**Set task 1**
Answer these questions using the Chinese Zodiac review below.
(a) In what year was the first Armor of God released?
(b) In what year did British forces invade China, according to the prologue?
(c) What price does Lawrence Morgan agree to pay JC for each head retrieved?
**Set task 2**
List every line of the records below that contains the string "bulb". Treat case as significant.

**Text to read**
— start —

Review: CHINESE ZODIAC (CZ12) Sounds the Death Knell on Jackie Chan's Action Career

Editor, Asia; Hong Kong, China (@Marshy00)
Review: CHINESE ZODIAC (CZ12) Sounds the Death Knell on Jackie Chan's Action Career

For his 101st movie, Jackie Chan resurrects his maverick treasure hunter from the Armor of God series to go in search of Chinese relics, only to discover his edge has been replaced by a sickening line in self-aggrandising patriotism.

1986's Armor of God and its 1991 sequel Armor of God II: Operation Condor remain to this day two of Jackie Chan's most successful and action-packed films. The combination of Indiana Jones-style antiquities-based heroics with Chan's signature brand of slapstick comedy, coupled with a dizzying array of death-defying stunts, proved incredibly popular the world over. It is no surprise that Chan is keen to reprise the role, as his star has been on the wane for a number of years, but it appears he has left it all too late.

Chinese Zodiac, aka CZ12, opens with a brief historical prologue, narrated by Let The Bullets Fly's Jiang Wen. When British forces invaded China in 1860, they stole a number of prized Chinese antiquities, including the heads of 12 animal statues from Beijing's Summer Palace. Representing the symbols of the Chinese zodiac (Dragon, Snake, Rooster, Monkey etc.), the bronze busts have long been thought lost, until they begin popping up in auction houses around the world and fetching millions of dollars each time.

Wealthy businessman and antiques collector Lawrence Morgan (Oliver Platt) is desperate to get his hands on the last of the remaining heads, and agrees to hire renowned treasure hunter JC (Jackie Chan) for the job, at a price of $1 million for each head retrieved. Posing as a National Geographic photographer, JC heads to Paris, together with his tech team (Kwon Sang Woo, Zhang Linxin, Liao Fan) to meet with Coco (Yao Xingtong), a Mainland Chinese woman working to bring lost antiquities back to China. After successfully robbing a French stately home of two bronze heads, their path crosses that of Duchess Katherine (Laura Weissbecker), whose ancestors were involved in the raid of the Summer Palace and offers her help.

— end —

**Record list**

— start —

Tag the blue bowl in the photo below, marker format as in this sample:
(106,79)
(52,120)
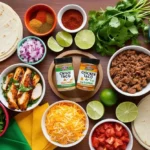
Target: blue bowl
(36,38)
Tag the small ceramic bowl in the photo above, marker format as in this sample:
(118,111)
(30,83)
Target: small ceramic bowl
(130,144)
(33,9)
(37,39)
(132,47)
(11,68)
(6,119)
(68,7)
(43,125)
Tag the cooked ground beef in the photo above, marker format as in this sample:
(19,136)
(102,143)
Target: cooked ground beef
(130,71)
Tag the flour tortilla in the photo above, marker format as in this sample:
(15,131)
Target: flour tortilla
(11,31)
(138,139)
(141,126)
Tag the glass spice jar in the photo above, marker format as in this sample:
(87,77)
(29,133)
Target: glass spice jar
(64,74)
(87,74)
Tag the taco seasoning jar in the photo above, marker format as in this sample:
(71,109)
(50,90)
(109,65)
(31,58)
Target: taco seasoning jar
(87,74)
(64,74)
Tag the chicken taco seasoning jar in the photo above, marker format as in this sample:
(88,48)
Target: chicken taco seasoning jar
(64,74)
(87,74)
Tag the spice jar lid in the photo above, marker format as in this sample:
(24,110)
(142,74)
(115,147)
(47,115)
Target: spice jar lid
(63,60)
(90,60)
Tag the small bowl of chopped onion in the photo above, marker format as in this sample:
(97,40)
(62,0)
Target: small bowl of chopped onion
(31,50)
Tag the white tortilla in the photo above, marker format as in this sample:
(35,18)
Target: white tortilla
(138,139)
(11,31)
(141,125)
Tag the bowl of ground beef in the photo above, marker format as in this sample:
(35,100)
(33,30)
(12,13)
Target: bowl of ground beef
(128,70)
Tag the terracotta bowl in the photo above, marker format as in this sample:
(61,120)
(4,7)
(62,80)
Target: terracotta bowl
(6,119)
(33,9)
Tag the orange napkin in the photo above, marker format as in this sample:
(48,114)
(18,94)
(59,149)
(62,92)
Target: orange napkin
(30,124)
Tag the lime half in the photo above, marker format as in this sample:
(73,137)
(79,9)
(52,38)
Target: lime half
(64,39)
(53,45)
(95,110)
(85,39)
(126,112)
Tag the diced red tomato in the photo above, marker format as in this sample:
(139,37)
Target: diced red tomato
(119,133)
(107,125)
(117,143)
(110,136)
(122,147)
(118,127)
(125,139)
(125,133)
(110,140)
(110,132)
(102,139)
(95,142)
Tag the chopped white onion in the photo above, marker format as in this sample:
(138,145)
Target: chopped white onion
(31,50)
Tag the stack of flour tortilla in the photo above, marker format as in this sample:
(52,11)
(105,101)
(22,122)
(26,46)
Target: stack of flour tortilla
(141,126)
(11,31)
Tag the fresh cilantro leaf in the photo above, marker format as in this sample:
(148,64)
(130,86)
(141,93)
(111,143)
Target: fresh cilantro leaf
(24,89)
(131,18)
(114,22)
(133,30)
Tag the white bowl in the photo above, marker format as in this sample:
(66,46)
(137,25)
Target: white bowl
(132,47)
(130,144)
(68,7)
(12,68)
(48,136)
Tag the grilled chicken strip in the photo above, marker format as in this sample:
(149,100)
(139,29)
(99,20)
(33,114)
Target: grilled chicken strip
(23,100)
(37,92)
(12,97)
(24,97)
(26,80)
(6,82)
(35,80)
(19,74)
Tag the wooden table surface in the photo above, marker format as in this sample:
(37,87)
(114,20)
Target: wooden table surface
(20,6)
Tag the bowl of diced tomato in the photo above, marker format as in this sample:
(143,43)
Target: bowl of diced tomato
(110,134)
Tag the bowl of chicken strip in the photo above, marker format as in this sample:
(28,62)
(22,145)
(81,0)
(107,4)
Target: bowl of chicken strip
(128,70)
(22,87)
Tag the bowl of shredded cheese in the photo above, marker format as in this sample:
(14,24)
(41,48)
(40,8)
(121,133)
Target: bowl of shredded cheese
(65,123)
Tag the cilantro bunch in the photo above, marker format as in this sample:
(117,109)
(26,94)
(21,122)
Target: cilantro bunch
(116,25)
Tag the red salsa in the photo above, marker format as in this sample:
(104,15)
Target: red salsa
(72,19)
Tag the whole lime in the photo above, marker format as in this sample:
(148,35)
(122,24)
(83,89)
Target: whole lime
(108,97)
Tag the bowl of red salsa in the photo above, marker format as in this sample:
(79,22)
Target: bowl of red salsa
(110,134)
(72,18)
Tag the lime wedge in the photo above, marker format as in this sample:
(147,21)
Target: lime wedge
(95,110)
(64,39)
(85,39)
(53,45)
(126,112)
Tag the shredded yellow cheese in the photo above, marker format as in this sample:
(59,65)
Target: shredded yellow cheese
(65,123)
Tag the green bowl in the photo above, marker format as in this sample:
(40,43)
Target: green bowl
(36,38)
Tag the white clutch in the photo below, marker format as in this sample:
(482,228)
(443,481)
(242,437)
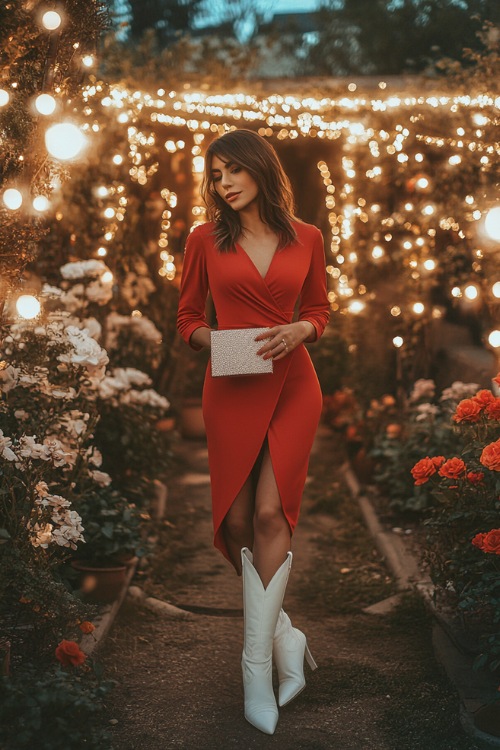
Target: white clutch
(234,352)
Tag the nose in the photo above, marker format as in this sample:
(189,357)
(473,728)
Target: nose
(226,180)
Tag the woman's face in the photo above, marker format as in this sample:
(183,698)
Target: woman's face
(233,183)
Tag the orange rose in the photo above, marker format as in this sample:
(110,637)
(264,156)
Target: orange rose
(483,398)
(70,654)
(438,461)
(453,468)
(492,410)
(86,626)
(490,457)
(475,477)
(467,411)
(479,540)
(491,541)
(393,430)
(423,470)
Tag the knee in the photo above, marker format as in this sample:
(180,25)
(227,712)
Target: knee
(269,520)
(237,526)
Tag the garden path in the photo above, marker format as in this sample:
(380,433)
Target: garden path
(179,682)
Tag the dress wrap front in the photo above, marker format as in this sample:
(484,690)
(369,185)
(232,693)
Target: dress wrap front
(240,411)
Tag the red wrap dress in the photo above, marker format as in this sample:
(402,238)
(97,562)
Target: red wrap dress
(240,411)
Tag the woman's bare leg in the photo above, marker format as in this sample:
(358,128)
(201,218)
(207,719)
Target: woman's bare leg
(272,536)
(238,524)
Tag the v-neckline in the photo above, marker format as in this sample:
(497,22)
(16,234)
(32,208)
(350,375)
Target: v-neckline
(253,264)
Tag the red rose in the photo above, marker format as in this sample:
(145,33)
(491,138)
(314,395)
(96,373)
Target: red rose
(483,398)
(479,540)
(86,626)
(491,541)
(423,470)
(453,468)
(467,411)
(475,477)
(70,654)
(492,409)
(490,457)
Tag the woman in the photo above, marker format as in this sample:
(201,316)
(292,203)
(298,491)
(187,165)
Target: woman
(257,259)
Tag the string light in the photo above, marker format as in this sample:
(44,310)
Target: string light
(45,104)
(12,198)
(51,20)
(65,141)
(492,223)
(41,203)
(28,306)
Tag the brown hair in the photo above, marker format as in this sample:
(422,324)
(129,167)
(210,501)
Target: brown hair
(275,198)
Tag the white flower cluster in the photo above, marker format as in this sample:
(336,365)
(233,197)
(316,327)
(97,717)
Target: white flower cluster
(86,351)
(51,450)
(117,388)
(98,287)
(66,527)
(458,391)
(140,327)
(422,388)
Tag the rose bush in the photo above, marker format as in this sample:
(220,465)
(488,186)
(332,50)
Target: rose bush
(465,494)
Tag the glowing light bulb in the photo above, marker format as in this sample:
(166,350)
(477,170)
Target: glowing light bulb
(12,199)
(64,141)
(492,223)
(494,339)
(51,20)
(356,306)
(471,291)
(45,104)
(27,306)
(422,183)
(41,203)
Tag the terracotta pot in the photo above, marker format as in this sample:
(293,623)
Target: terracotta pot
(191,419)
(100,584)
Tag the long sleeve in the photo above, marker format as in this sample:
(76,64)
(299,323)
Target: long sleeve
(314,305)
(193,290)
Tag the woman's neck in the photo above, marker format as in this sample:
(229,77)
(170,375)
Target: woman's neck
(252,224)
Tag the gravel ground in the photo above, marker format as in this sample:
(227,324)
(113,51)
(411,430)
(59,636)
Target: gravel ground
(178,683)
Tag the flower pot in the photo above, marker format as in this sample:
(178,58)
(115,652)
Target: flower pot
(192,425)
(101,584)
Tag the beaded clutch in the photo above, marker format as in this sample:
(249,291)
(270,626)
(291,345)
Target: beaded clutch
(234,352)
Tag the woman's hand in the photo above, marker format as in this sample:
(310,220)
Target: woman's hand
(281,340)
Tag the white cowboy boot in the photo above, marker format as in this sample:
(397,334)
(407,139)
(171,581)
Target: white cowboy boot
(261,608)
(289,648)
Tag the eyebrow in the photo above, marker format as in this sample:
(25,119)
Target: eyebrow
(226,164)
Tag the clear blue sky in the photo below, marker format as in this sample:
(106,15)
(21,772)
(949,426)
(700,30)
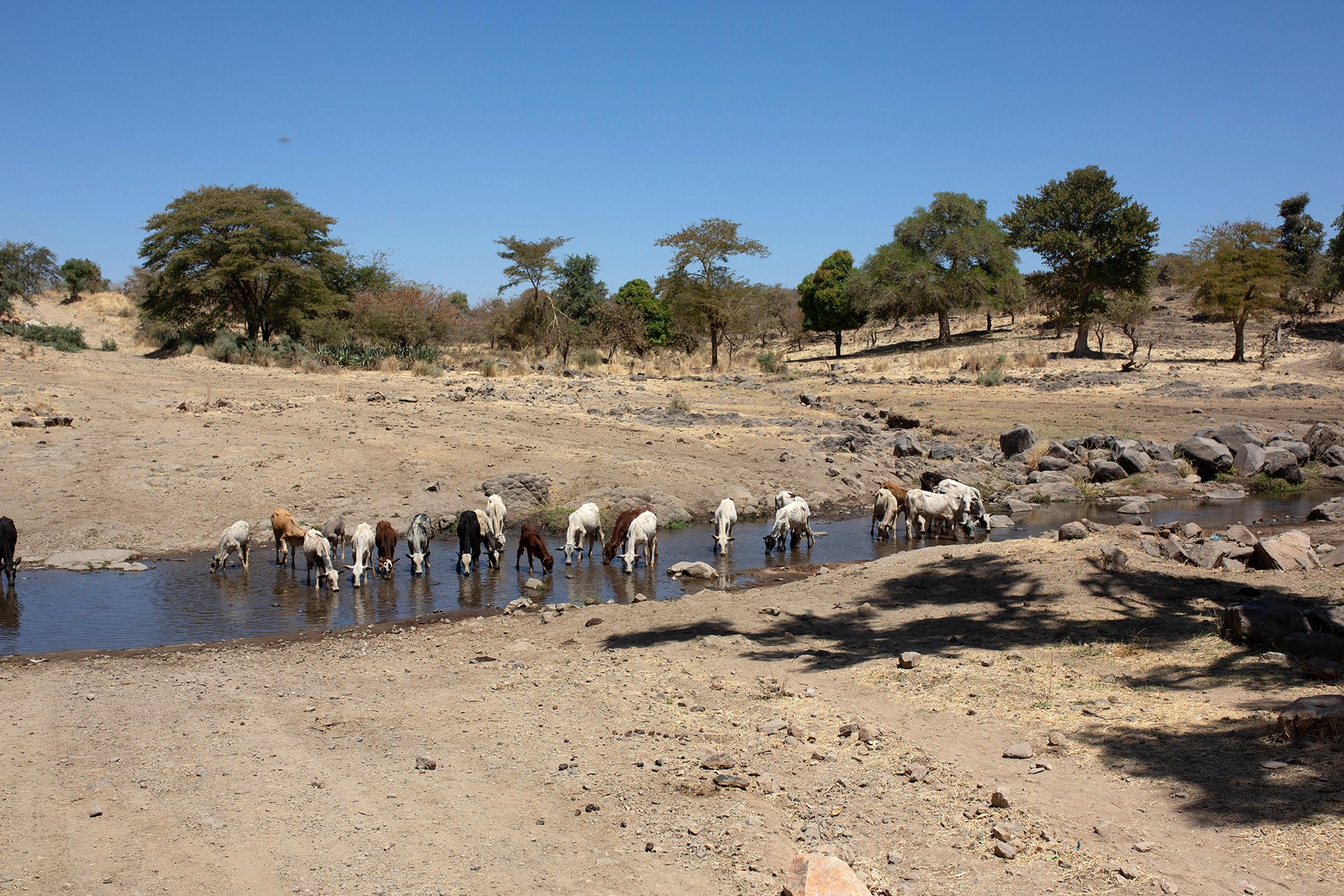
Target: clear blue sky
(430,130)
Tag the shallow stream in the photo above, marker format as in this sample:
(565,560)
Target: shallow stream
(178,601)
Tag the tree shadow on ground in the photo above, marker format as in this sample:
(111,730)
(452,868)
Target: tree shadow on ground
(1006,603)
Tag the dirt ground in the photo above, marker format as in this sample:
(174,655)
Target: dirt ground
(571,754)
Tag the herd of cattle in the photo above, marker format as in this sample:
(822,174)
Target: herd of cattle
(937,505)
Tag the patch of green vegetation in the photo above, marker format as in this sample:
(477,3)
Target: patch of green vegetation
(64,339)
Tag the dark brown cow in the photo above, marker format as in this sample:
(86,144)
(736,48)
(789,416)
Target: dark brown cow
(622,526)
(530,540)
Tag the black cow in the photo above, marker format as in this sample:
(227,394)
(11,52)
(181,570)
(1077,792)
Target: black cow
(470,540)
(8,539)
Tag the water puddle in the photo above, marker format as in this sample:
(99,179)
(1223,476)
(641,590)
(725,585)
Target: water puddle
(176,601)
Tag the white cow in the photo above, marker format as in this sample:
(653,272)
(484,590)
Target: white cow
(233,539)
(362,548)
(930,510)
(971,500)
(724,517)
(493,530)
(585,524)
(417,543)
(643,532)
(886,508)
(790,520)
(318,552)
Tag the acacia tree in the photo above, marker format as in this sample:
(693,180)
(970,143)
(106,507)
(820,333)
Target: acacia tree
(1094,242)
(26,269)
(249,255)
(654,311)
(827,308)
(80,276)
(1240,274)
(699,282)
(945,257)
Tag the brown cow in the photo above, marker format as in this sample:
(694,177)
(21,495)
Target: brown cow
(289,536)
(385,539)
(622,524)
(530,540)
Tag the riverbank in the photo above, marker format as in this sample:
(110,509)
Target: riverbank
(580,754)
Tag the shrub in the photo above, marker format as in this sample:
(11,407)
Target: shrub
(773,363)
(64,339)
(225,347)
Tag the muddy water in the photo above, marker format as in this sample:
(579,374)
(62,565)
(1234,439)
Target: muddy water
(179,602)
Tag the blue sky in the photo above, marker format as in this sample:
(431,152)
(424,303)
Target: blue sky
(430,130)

— end —

**Exercise solution 1**
(a) 1986
(b) 1860
(c) $1 million

**Exercise solution 2**
Tag the glowing light bulb in the photo above, marker format as in this sample:
Target: glowing light bulb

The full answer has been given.